▶ **Text extract**:
▬▬▬▬▬▬

Susan: Well, I think that that’s so important because one of the things that, you know, I talk with entrepreneurs all the time about is being confident enough to reach out to your sphere of influence and talk to people that you already know in real life about what it is that you do and all of us get nervous, have limiting beliefs that come up when we’re pitching ourselves. But what is it that you think is so important for business owners in terms of developing their confidence enough to pitch themselves even to their brother or their dad like you did? What is it that you told yourself that helped you develop that confidence? Or do you have a little trick that you teach your clients in order to become that confident female business owner that, you know, puts herself out there?
Adrienne: Yeah, so I think that for me. And I have like a little cyclical visual that I would refer to. But it’s like that action creates clarity and that that clarity is what creates confidence, because we usually don’t feel confident when we feel like we don’t know what we’re doing or don’t have it all figured out, and so we stay paralyzed. But the truth is – and we think, “Oh I just need to think on this some more. I need to go in the bat-cave and work on this some more before I put it out there because I’m not confident yet, so let me work on it some more in my head.” And I just knew that working on it more in my head was only making me more and more nervous about it.

▬▬▬▬▬▬

▶ **Problems**:
**1)** In the interview, what three things make up Adrienne's cyclical visual? List them in order.
**2)** According to the interview, what effect did Adrienne know that working on it more in the head was having?
**3)** Reproduce the interview passage between "Susan: Well, I" and "herself out there?", inclusive.

▶ **Given data**:
▬▬▬▬▬▬

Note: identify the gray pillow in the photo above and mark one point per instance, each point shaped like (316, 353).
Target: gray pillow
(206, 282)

▬▬▬▬▬▬

▶ **Per-task outputs**:
**1)** action, clarity, confidence

**2)** It was only making Adrienne more and more nervous about it.

**3)**
Susan: Well, I think that that’s so important because one of the things that, you know, I talk with entrepreneurs all the time about is being confident enough to reach out to your sphere of influence and talk to people that you already know in real life about what it is that you do and all of us get nervous, have limiting beliefs that come up when we’re pitching ourselves. But what is it that you think is so important for business owners in terms of developing their confidence enough to pitch themselves even to their brother or their dad like you did? What is it that you told yourself that helped you develop that confidence? Or do you have a little trick that you teach your clients in order to become that confident female business owner that, you know, puts herself out there?